[Texte extrait]:
--*--
Le Café des savoirs libres (CSL) s’est lancé dans un marathon d’écriture hier, le 1er janvier, pour célébrer les entrant.e.s du domaine public 2021. Que quelques personnes assez folles se rassemblent (en ligne) un premier janvier dans le but de fouiller les replis parfois glauques de la mémoire et déterrer quelques figures mortes depuis 50 ans dont l’oeuvre accède désormais à des opportunités d’usages inédits, soustraits aux contraintes et aux barrières du droit d’auteur, pourrait peut-être surprendre. Ce qui m’étonne vraiment personnellement, c’est que l’on ne soit pas davantage, et surtout, que ce ne soit pas les institutions de mémoire, qu’elles soient bibliothèques ou centres d’archives ou associations des uns et des autres, qui se précipitent pour le faire en assumant cette responsabilité, je dirais, ce devoir de mémoire et ce devoir envers le droit d’usage.
Comment expliquer cela sinon que les institutions de mémoire, comme les autres, semblent assujetties aux mécanismes préférentiels façonnés par le capitalisme, disons-le ainsi, et tendent à supporter des savoirs et des produits culturels issus du monde marchand. Ces oeuvres gratuites et libres constituent pourtant un gisement patrimonial, culturel, éducatif inestimable. Que les bibliothèques supportent les industries culturelles n’est pas un problème en soi ⎼ c’est ce à quoi de toute façon les politiques publiques, québécoises en tout cas, leur ont essentiellement donné comme valeur et comme rôle depuis plusieurs décennies ⎼ , par contre, est-ce que ce n’en serait pas un (problème) lorsque l’on néglige le savoir et la culture qui échappent à ce contrat économique, souvent rival de l’écologique, comme il en va du domaine public ? Le temps de curation investi à parler des nouveautés en bibliothèque est stupéfiant, il faut voir le trafic bibliothéconomique sur Instagram qui se dispute bruyamment des miettes d’attention. Mais les nouveautés gratuites du domaine public ne semblent pas susciter le même, sinon aucun, intérêt, y compris de la part des bibliothèques nationales. Il faut toutefois souligner les efforts menés par BAnQ pour faciliter le repérage de ces contenus depuis 2019. On peut aussi trouver au moins une bibliothèque universitaire canadienne (SFU Library) qui a assez bien jaugé le prix de ces contenus pour les promouvoir (c’est une sur combien?). #Openglam n’est pas encore tendance en BU non plus. Mais si vous souhaitez en connaître davantage sur ces revenant.e.s, des notules ont été rédigées à leur sujet par quelques artisan.ne.s qui ont voulu défier ce solstice d’hiver décalé assombrissant notre héritage culturel.
--*--
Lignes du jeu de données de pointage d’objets
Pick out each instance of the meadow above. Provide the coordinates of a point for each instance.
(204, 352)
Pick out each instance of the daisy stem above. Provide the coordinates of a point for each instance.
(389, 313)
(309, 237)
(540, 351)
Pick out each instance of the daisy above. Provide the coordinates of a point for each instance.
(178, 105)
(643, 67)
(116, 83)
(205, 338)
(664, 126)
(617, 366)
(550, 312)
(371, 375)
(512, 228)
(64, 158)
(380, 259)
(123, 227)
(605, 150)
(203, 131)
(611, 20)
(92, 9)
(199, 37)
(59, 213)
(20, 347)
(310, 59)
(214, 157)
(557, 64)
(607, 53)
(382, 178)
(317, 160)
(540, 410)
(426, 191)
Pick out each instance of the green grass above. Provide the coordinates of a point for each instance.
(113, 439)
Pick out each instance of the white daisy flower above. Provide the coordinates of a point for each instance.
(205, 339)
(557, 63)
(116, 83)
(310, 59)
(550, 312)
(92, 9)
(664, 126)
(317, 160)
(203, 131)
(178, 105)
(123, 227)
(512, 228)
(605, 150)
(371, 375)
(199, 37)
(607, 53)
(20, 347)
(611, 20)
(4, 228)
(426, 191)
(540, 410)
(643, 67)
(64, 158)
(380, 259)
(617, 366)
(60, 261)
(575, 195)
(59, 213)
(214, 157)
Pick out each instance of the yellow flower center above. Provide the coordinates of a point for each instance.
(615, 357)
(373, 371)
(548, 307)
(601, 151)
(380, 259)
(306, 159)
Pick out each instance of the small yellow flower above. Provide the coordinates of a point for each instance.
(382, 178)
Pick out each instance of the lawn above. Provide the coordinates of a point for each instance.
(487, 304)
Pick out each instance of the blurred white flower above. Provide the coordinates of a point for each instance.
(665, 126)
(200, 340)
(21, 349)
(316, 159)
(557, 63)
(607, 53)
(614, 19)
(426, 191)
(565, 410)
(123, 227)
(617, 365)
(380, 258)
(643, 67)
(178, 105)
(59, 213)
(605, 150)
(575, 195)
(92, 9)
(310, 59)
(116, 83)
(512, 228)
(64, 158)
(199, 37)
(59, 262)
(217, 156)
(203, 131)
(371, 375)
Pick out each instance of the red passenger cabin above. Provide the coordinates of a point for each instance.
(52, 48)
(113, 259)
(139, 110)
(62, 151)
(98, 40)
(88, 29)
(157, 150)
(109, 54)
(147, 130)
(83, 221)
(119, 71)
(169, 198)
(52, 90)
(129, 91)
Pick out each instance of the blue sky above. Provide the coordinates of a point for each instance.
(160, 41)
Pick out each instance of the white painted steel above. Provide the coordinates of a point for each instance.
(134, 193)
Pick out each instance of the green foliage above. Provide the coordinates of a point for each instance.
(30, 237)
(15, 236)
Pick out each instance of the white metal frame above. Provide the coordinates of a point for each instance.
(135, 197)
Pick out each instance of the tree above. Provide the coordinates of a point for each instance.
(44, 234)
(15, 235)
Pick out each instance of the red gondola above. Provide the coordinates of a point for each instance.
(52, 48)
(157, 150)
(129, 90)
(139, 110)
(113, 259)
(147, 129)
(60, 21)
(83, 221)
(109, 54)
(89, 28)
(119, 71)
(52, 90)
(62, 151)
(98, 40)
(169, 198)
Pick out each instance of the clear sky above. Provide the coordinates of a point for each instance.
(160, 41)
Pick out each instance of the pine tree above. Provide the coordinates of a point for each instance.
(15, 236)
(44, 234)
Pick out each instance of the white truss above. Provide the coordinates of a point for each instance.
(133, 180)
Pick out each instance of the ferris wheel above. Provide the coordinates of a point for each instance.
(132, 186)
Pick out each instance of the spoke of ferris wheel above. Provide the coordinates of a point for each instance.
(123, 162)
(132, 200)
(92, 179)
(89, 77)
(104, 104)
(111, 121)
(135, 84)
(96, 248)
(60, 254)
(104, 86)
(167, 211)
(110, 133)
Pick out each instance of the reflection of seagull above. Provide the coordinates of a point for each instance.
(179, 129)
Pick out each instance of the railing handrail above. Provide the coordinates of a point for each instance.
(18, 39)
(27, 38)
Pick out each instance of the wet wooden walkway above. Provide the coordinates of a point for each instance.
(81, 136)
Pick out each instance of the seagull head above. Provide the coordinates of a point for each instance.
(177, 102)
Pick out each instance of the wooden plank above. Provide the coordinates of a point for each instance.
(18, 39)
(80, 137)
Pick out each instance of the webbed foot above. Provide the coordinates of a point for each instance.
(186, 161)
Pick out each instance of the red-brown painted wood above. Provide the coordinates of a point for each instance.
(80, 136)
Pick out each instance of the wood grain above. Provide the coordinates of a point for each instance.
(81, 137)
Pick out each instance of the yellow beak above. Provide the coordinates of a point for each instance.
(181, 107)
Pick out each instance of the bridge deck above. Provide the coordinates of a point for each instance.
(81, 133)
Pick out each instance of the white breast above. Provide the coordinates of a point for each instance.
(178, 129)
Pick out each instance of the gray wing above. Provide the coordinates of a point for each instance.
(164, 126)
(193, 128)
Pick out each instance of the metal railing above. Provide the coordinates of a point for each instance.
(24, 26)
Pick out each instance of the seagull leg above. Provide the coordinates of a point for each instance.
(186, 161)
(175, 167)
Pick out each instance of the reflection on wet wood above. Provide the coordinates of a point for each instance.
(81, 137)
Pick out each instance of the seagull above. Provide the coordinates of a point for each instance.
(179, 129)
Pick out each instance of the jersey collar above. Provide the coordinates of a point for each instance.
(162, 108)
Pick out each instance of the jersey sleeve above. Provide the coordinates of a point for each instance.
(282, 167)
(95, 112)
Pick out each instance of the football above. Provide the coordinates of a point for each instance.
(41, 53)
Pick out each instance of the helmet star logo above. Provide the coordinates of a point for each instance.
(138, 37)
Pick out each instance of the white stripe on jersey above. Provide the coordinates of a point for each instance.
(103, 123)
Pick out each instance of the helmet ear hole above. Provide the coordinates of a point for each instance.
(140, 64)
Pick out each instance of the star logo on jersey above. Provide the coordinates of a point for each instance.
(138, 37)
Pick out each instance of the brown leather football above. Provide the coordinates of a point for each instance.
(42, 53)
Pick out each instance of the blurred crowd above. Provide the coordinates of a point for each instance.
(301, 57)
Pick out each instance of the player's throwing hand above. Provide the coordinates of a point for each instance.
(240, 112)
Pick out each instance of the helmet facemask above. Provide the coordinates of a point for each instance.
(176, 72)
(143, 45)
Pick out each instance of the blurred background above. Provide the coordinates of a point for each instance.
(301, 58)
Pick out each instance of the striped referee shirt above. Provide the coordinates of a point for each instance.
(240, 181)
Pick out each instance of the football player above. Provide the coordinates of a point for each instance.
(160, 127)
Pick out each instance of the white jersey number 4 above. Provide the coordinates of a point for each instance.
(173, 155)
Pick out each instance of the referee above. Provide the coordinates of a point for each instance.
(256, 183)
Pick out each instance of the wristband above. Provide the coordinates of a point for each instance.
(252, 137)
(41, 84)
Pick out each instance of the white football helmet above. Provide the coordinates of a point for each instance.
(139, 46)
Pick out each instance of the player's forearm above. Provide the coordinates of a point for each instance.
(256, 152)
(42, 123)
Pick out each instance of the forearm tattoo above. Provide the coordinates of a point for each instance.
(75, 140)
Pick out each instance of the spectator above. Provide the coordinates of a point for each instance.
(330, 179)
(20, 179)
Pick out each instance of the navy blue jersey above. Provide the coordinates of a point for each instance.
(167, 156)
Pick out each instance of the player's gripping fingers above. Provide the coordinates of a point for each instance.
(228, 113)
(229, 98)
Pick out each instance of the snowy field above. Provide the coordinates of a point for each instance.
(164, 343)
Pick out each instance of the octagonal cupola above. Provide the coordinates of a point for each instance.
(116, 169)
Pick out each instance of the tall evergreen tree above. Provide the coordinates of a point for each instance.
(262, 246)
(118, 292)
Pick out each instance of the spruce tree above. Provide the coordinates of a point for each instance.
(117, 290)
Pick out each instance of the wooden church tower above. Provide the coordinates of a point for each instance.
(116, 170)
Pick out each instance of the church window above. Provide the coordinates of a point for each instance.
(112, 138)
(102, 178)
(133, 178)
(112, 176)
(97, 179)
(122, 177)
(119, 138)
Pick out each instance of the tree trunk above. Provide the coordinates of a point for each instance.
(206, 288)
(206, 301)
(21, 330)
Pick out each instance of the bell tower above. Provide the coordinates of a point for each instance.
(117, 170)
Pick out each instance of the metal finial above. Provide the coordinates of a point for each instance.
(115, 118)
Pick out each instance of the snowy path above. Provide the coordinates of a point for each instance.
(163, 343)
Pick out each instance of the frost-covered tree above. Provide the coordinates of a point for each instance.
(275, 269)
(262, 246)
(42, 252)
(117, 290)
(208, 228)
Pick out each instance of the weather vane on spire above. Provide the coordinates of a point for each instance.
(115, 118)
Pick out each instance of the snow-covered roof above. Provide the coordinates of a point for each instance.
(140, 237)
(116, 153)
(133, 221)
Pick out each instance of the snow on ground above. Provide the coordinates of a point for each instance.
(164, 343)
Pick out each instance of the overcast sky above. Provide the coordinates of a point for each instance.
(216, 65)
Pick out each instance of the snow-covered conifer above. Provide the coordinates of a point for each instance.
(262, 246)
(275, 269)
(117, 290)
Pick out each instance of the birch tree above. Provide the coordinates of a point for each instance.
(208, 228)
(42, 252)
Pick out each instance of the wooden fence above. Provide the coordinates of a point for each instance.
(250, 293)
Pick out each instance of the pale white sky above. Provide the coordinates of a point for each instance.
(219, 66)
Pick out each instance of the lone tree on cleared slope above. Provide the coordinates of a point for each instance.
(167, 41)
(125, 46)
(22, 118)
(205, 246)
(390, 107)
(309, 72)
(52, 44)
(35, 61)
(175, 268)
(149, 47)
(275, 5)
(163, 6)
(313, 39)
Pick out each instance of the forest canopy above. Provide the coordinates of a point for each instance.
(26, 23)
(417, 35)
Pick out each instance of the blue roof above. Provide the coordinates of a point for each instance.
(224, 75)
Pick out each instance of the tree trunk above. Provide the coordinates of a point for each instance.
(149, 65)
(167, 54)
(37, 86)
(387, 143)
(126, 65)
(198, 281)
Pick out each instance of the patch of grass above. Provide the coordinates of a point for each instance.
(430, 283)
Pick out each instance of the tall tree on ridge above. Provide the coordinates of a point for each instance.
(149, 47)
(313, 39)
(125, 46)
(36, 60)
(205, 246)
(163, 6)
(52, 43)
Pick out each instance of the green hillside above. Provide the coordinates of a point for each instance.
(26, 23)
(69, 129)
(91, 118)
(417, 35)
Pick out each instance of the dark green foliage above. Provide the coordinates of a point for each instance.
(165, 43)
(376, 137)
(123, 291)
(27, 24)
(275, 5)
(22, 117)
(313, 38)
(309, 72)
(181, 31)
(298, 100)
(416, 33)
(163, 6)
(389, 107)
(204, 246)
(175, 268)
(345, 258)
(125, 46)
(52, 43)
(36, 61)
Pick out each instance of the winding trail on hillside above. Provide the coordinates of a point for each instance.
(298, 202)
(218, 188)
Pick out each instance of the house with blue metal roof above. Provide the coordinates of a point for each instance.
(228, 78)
--*--
Réécrivez le passage du billet sur le domaine public allant de « Le Café des » à « le droit d’usage. », en remplaçant « marathon d’écriture » par « rallye d’écriture ». Appuyez-vous uniquement sur le billet sur le domaine public.

[Réponse attendue]:
Le Café des savoirs libres (CSL) s’est lancé dans un rallye d’écriture hier, le 1er janvier, pour célébrer les entrant.e.s du domaine public 2021. Que quelques personnes assez folles se rassemblent (en ligne) un premier janvier dans le but de fouiller les replis parfois glauques de la mémoire et déterrer quelques figures mortes depuis 50 ans dont l’oeuvre accède désormais à des opportunités d’usages inédits, soustraits aux contraintes et aux barrières du droit d’auteur, pourrait peut-être surprendre. Ce qui m’étonne vraiment personnellement, c’est que l’on ne soit pas davantage, et surtout, que ce ne soit pas les institutions de mémoire, qu’elles soient bibliothèques ou centres d’archives ou associations des uns et des autres, qui se précipitent pour le faire en assumant cette responsabilité, je dirais, ce devoir de mémoire et ce devoir envers le droit d’usage.